Begin

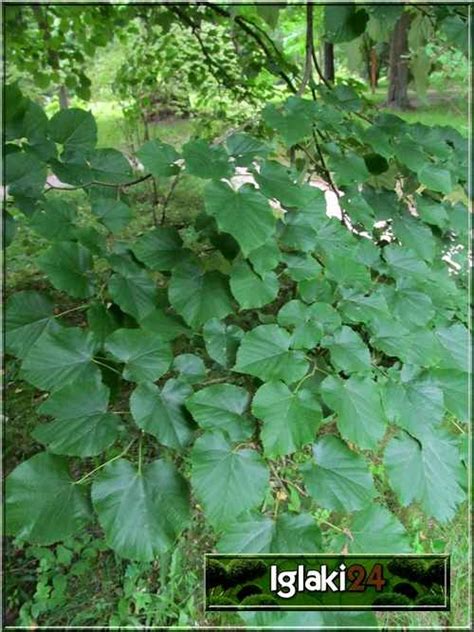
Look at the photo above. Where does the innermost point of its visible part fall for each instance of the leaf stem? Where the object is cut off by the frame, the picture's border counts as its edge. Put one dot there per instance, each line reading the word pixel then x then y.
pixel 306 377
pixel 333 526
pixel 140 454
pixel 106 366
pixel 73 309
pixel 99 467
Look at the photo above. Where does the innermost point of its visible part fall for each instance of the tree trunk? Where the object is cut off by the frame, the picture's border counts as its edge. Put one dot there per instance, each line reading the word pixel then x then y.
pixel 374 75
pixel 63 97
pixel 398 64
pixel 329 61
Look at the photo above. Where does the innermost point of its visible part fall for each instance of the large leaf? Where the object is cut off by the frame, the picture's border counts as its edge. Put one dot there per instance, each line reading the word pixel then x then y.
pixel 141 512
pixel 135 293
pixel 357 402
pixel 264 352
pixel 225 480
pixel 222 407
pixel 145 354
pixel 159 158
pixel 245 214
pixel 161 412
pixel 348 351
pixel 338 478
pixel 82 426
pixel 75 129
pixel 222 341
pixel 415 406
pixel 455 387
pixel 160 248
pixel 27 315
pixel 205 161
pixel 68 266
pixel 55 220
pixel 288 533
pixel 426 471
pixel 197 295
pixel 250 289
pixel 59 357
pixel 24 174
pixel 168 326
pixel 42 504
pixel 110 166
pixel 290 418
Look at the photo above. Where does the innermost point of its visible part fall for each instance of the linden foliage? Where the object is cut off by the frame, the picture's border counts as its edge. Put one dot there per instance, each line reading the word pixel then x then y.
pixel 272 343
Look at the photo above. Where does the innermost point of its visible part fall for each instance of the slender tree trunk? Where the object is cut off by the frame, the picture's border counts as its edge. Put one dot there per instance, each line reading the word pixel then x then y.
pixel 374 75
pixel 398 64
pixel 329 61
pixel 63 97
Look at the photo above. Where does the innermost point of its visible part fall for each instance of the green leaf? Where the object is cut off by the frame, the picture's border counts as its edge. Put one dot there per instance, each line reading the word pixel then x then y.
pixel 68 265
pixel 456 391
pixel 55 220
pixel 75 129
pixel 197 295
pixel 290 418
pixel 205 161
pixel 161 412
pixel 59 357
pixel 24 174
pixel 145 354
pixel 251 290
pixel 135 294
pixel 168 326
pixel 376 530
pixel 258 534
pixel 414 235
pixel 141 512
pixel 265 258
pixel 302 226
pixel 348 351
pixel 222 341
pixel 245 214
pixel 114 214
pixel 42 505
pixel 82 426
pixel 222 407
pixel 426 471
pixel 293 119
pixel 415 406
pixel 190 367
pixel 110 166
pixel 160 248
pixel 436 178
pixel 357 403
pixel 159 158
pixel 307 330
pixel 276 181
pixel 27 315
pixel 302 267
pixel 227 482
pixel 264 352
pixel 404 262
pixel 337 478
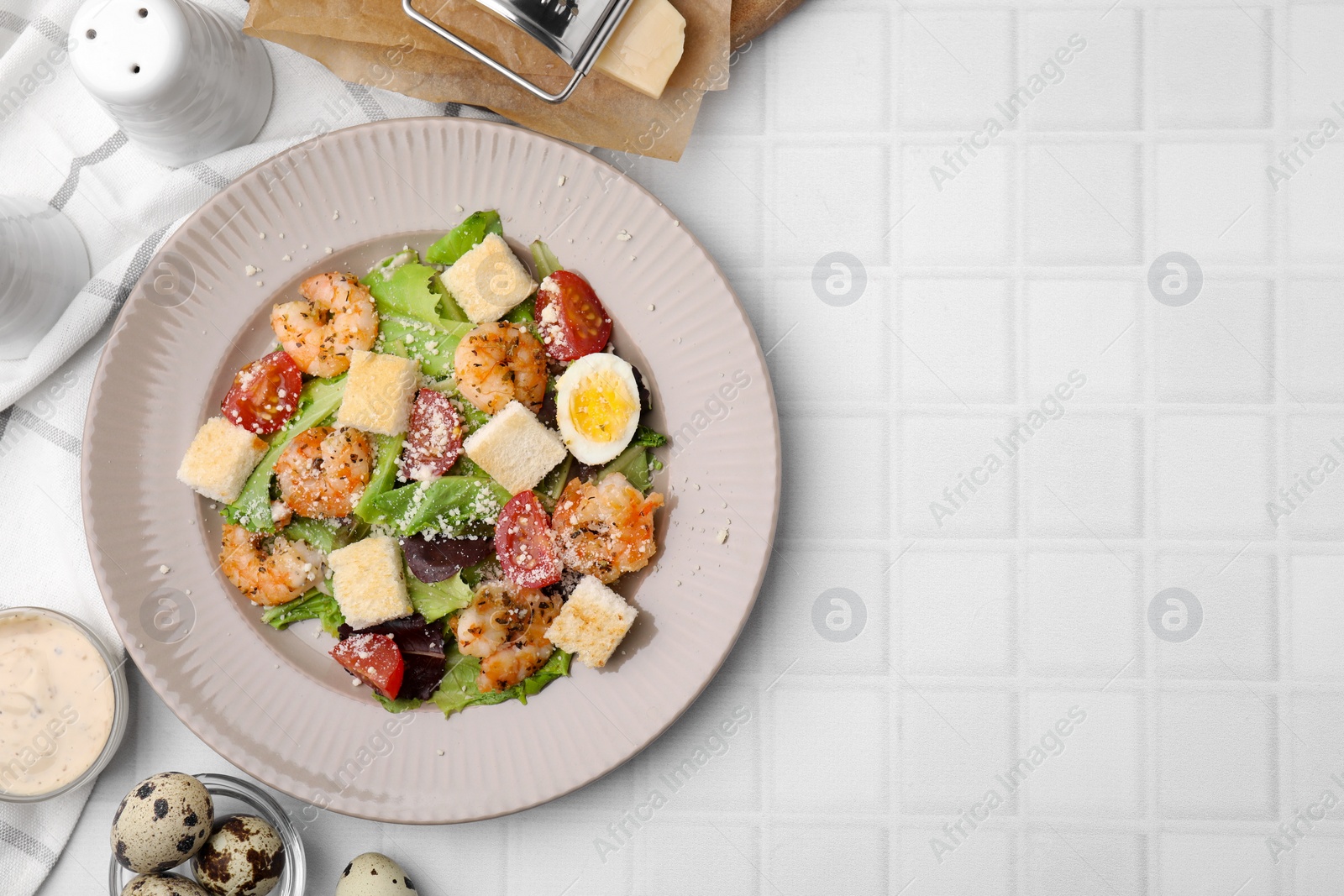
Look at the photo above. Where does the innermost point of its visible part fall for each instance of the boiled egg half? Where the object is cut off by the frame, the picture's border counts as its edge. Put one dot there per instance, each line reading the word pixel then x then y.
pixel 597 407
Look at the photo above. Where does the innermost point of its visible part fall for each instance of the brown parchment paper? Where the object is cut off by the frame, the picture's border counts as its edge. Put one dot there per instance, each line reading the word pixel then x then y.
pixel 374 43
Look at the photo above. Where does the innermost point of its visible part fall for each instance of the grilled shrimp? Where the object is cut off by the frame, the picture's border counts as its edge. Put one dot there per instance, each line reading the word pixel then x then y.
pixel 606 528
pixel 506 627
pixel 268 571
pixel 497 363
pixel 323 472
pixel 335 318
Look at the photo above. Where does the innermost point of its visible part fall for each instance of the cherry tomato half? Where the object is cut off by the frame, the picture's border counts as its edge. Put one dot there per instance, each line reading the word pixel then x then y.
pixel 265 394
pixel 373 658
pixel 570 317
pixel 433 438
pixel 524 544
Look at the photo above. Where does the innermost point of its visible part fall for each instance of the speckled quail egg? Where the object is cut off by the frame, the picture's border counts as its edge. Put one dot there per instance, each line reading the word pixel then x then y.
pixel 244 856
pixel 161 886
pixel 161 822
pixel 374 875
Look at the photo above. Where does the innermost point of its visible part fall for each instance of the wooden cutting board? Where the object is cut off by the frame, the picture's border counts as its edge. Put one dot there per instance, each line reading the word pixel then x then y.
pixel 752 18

End
Begin

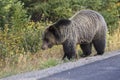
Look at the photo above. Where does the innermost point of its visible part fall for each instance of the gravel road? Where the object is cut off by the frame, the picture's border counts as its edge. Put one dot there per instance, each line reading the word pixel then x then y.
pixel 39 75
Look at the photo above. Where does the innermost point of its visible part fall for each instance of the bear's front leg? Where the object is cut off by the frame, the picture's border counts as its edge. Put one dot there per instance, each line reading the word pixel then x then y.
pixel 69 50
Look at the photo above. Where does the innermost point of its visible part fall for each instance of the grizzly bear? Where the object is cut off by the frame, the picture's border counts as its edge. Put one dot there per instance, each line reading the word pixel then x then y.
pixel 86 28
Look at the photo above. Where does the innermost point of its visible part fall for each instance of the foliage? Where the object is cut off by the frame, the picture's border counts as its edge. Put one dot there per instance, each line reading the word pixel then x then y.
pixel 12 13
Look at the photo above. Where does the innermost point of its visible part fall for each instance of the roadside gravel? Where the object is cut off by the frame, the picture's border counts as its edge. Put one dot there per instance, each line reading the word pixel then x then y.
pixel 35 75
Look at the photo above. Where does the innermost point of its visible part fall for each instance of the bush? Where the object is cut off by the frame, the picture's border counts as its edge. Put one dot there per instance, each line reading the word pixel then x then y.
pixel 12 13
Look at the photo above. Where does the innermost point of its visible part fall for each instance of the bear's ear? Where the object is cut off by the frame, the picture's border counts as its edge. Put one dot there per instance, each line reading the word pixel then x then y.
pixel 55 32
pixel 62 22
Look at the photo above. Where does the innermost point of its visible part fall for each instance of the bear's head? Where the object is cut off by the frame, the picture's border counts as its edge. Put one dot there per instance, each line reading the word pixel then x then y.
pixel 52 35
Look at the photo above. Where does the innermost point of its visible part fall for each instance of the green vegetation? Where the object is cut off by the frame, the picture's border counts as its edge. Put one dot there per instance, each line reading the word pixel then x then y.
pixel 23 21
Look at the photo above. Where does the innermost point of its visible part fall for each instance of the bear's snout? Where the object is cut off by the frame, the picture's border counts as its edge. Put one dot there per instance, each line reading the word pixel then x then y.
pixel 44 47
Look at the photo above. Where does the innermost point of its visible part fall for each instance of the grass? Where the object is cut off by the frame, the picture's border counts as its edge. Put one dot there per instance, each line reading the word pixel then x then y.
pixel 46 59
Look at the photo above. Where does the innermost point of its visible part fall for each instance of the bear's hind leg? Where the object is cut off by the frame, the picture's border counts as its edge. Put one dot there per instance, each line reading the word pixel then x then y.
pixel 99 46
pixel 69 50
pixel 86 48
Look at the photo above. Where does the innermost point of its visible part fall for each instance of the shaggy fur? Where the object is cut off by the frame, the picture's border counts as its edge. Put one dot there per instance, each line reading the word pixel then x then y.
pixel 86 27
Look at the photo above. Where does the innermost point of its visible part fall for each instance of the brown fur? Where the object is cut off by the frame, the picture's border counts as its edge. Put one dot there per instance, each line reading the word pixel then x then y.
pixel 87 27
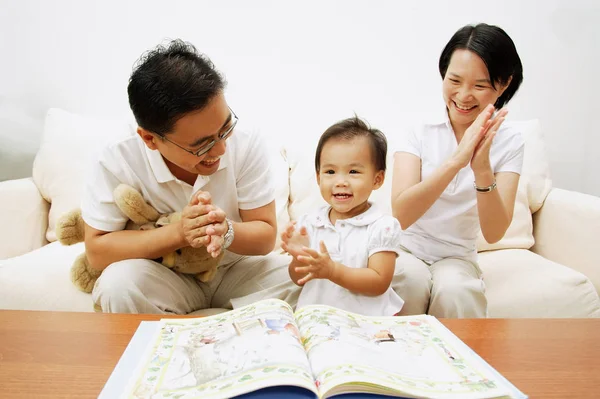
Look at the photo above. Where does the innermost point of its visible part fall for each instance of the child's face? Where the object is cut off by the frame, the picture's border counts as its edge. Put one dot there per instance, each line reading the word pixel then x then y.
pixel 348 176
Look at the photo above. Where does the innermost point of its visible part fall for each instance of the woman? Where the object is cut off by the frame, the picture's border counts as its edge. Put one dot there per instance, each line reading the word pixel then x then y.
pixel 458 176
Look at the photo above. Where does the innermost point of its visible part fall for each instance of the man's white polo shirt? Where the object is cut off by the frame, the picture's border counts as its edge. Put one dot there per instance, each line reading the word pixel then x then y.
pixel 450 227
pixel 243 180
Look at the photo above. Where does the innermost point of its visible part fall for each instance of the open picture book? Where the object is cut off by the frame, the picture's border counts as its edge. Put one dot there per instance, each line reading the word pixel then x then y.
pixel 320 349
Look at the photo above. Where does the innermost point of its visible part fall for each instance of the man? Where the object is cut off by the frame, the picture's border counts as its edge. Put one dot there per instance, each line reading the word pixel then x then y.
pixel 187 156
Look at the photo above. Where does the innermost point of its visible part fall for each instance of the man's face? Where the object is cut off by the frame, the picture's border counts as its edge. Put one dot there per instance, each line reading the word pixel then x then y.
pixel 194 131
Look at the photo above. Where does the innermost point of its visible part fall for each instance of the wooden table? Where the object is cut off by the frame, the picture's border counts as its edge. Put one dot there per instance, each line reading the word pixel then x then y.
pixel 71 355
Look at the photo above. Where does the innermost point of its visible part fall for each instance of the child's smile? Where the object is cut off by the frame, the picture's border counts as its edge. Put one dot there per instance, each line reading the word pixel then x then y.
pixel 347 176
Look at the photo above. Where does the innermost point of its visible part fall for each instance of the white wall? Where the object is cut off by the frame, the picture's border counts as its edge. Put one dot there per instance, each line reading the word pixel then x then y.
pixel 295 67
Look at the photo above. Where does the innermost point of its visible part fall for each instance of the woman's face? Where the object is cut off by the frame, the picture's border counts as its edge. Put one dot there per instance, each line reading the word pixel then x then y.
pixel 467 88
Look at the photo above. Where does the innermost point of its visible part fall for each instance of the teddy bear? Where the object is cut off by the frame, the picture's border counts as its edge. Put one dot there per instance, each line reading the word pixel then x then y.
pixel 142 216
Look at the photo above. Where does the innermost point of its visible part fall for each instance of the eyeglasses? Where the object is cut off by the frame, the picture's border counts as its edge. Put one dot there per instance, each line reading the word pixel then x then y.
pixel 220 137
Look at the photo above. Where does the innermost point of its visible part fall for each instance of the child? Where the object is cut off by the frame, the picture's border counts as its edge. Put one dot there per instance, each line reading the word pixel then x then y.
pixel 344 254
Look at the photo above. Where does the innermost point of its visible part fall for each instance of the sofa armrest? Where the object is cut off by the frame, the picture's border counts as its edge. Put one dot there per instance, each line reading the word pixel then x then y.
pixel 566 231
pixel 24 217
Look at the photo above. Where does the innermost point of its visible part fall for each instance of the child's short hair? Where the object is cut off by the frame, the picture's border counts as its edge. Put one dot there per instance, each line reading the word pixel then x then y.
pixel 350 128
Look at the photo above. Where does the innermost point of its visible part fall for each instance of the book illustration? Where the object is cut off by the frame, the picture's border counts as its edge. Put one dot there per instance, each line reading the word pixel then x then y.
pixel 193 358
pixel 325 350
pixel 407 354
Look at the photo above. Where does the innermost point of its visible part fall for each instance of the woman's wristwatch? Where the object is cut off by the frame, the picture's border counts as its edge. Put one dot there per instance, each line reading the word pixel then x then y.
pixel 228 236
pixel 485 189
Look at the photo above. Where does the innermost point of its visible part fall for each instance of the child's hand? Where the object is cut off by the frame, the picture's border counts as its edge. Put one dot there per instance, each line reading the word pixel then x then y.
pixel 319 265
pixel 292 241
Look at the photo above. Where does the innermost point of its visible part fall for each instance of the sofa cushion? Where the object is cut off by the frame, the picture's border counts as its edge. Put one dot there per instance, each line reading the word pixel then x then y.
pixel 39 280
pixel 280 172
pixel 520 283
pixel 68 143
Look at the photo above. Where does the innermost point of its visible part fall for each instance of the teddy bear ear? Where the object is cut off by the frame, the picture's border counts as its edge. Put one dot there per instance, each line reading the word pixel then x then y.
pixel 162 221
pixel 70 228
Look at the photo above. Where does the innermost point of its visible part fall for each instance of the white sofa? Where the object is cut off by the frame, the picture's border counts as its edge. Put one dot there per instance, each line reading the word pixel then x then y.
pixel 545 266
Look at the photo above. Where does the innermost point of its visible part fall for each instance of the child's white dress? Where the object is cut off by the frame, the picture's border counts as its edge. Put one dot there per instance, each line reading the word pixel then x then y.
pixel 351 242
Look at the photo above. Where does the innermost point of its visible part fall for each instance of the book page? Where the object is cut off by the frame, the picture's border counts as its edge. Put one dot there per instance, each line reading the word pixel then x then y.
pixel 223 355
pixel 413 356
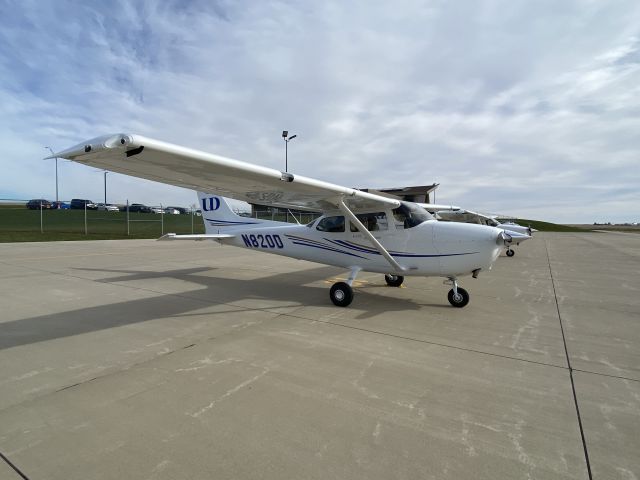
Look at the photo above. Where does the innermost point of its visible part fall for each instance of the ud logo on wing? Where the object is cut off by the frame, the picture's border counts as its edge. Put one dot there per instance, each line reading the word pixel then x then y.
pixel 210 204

End
Begin

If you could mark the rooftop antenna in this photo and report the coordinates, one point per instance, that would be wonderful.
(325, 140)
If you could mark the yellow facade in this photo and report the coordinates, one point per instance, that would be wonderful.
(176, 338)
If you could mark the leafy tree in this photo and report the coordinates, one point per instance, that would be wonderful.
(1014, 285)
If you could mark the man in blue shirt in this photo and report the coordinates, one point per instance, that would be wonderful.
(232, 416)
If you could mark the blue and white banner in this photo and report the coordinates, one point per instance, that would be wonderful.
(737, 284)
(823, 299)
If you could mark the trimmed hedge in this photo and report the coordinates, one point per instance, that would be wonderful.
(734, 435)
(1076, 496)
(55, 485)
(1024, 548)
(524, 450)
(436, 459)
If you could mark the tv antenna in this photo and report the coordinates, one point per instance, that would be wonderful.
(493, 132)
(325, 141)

End

__Task brief__. Reproduce every row verbatim from the line containing "of the man?" down to the line containing "pixel 194 131", both included.

__Solution for this problem__.
Look at the photo above. Where does the innermost point of its visible part fall for each instance of the man? Where the object is cut off by the frame, the picture's border counts as its edge. Put one dot there per instance, each line reading the word pixel then x then y.
pixel 187 156
Look at the photo above. Where does the innermost point of its visible part fall for each instance of the man's face? Where the object is cut off by the frame, the picture's border counts as its edge. Put one dot there per instance, each line reading the word pixel then x then y.
pixel 194 131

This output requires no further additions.